▶ **Фрагмент текста**
>>

Эта книга о начале Второй мировой войны. Я не претендую на то, что она явится исчерпывающим исследованием событий 1939 года, она и фокусируется скорее на взаимоотношениях Франции, Британии, Советского Союза и нацистской Германии. И еще сразу должен предупредить читателей, что это не постмодернистская история, в ней нет ничего о семиотике, «пространствах памяти», она не имеет ничего общего с литературным критицизмом. Это исследование о международных отношениях в одной из критических точек двадцатого столетия, основанное на опубликованных и неопубликованных документах и трудах многих историков, как современных, так и тех, что были прежде меня.
Это нелицеприятная история. Она об «умиротворении» и провалах «коллективной безопасности» в Европе перед лицом нацистской агрессии. Об аморальности и слепоте, о негодяях и трусах, и о героях, которые не боялись противостоять общепринятым взглядам своего времени. Некоторые погибли за свои убеждения, другие трудились в безвестности и сейчас почти забыты. Мы все знаем о негодяях, известен нам и кое-кто из героев, но гораздо больше из них — французов, англичан, советских людей — ведомы еще меньше, только специалистам в этой области. В 1939 году они пытались создать альянс Франции, Британии и Советского Союза, который так и не состоялся. Это история об их усилиях, о том фундаменте великого альянса, созданного в 1941 году, уже без Франции, но при участии Соединенных Штатов с целью одолеть дьявольского врага.
Современные историки пытаются глубже проникнуть в суть политики «умиротворения», чем первое послевоенное поколение исследователей, которые просто кляли «виноватых», которые в 30-е годы не сумели обеспечить достаточную защиту государств от фашизма. Тогда ограничивались просто яростными атаками на «участников Мюнхена» — Невилла Чемберлена, сэра Сэмюэля Хора, сэра Джона Саймона, лорда Галифакса, Жоржа Бонне, Эдуарда Даладье и других. «Низкое, бесчестное десятилетье», этот поэтический образ В. X. Одена казался тогда вполне подходящим определением никудышных и смертоносных 30-х. Сэр Льюис Намьер был, видимо, наиболее известным из тех первых историков, которые начали яростно критиковать «умиротворителей» и их политику уступок нацистской Германии.1 Есть еще мощная когорта канадских, английских и американских историков, которые видели в умиротворении только выражение профашистской и антикоммунистической идеологии, подчеркивая вину британского правительства за неспособность вести энергичную антинацистскую политику.2 Существует и противоположная позиция, состоящая в том, что британскую внешнюю политику 30-х годов неправильно интерпретировали. Это была не «аморальная игра», посредством которой антигитлеровские, просоветские силы и «антиумиротворители» стравливались с прогитлеровцами, антисоветчиками и умиротворителями.3 На самом деле, следует аргументация, британское правительство консерваторов проводило взвешенную политику реалистического противодействия усилению нацистской Германии, в которой Советский Союз вовсе не учитывался как решающий фактор или желательный союзник.4
Господствующим стало мнение, что у Британии было просто недостаточно политических возможностей. Экономические и стратегические обстоятельства вынудили ее ограничить свое перевооружение в 30-е годы, кроме того нужно было думать еще о безопасности всей Британской империи. Среди потенциальных противников была Япония и британские ресурсы оказались слишком распылены, чтобы обеспечивать необходимую безопасность и в Европе и в Азии. Подобно этому, британская экономика не могла обеспечить общее перевооружение в тех объемах, которые рекомендовали, например, Уинстон С. Черчилль или сэр Роберт Ванситтарт, постоянный заместитель министра, а потом главный дипломатический советник Форин офиса. Приоритет отдавался военно-воздушным силам, потом уже флот, а сухопутные силы приходилось ограничивать несколькими дивизиями, которые не могли играть никакой роли в европейском конфликте.5 В случае войны на суше главный удар и главные потери должна была принять на себя французская армия, и именно это соображение так отравляло существование французским генералам и политикам.

<<

▶ **Извлечённые данные**

>>

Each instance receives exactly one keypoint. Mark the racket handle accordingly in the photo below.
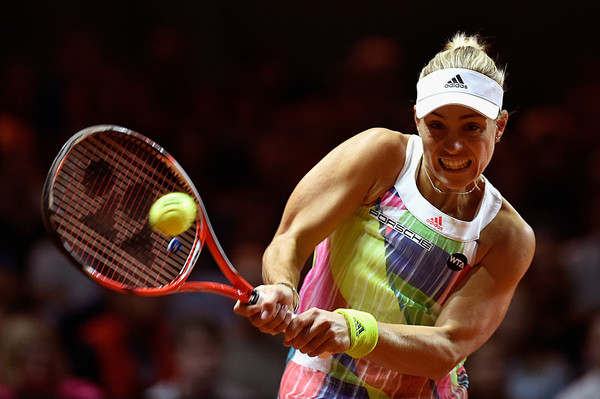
(254, 298)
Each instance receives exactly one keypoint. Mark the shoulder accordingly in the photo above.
(382, 139)
(508, 241)
(377, 153)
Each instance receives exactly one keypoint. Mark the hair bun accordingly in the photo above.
(461, 39)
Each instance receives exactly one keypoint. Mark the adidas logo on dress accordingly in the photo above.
(456, 82)
(436, 222)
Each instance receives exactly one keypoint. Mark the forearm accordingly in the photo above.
(416, 350)
(282, 261)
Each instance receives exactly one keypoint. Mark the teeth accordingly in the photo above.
(454, 165)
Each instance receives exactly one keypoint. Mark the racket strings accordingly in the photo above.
(103, 192)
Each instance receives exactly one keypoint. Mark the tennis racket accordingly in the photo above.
(95, 205)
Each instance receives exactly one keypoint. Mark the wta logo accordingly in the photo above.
(457, 262)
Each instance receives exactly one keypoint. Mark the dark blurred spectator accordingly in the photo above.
(130, 342)
(33, 365)
(199, 350)
(587, 386)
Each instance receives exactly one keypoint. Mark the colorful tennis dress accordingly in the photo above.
(399, 259)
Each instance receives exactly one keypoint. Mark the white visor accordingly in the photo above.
(459, 86)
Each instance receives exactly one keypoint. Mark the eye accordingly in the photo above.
(435, 125)
(474, 128)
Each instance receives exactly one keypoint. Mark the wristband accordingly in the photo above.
(363, 331)
(296, 296)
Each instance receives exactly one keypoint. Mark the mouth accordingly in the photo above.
(454, 164)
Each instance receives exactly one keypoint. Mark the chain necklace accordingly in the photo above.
(446, 193)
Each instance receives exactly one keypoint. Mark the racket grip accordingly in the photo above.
(254, 298)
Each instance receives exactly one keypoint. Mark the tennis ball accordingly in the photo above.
(173, 213)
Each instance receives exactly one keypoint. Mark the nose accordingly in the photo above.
(453, 142)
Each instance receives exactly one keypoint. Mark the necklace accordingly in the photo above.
(437, 190)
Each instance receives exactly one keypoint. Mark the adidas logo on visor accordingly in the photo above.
(456, 82)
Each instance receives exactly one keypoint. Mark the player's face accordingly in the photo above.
(458, 144)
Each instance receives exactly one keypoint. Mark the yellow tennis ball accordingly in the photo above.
(173, 213)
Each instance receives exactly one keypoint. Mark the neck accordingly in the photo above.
(439, 191)
(461, 205)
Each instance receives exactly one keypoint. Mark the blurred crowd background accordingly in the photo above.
(248, 96)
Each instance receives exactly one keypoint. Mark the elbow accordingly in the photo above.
(446, 362)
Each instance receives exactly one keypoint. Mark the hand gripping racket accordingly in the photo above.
(95, 205)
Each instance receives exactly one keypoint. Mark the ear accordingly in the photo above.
(501, 123)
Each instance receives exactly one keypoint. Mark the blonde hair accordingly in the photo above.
(468, 52)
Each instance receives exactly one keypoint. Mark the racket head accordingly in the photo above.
(95, 205)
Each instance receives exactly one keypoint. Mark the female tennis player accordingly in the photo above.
(416, 254)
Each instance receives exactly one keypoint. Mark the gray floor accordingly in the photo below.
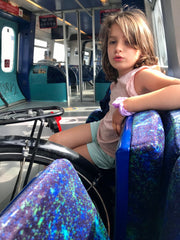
(75, 113)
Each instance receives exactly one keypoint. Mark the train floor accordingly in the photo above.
(76, 111)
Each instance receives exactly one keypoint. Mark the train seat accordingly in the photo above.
(101, 85)
(139, 161)
(171, 122)
(49, 78)
(63, 210)
(171, 224)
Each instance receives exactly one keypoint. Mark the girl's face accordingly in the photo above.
(121, 55)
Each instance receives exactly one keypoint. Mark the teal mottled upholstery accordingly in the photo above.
(171, 122)
(54, 206)
(145, 169)
(171, 221)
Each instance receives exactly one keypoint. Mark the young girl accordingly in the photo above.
(129, 61)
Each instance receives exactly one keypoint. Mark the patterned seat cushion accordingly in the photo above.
(171, 223)
(54, 206)
(145, 168)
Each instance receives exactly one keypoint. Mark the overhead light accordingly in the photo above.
(104, 2)
(35, 4)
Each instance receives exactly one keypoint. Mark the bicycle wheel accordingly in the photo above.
(12, 147)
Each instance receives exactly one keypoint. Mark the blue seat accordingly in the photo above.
(55, 205)
(171, 222)
(139, 161)
(171, 122)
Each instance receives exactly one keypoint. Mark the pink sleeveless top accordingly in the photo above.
(106, 136)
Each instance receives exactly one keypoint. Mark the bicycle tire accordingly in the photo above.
(91, 176)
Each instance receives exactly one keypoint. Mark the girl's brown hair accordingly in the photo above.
(135, 28)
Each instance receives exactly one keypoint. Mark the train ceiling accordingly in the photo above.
(70, 8)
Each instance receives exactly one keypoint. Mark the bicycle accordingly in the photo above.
(98, 183)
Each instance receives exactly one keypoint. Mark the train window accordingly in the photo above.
(7, 49)
(160, 35)
(59, 52)
(40, 47)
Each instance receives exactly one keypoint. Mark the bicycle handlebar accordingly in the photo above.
(29, 114)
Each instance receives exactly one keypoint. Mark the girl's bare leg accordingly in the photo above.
(75, 138)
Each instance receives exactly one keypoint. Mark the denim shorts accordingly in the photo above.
(99, 157)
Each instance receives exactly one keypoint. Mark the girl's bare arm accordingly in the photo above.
(156, 91)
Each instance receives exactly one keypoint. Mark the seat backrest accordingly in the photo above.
(171, 122)
(171, 221)
(138, 177)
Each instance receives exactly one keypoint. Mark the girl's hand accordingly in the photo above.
(117, 121)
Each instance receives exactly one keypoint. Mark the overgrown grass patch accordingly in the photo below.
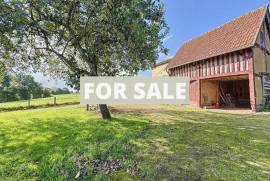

<<

▶ **Требования к упражнению**
(1) Перепишите из фрагмента о начале Второй мировой войны дословный отрывок, начиная со слов «Эта книга о» и заканчивая словами «были прежде меня.».
(2) Перечислите всех, кого фрагмент о начале Второй мировой войны поимённо называет «участниками Мюнхена».

▶ **Ответы по порядку**
(1)
Эта книга о начале Второй мировой войны. Я не претендую на то, что она явится исчерпывающим исследованием событий 1939 года, она и фокусируется скорее на взаимоотношениях Франции, Британии, Советского Союза и нацистской Германии. И еще сразу должен предупредить читателей, что это не постмодернистская история, в ней нет ничего о семиотике, «пространствах памяти», она не имеет ничего общего с литературным критицизмом. Это исследование о международных отношениях в одной из критических точек двадцатого столетия, основанное на опубликованных и неопубликованных документах и трудах многих историков, как современных, так и тех, что были прежде меня.

(2) Невилл Чемберлен, сэр Сэмюэль Хор, сэр Джон Саймон, лорд Галифакс, Жорж Бонне, Эдуард Даладье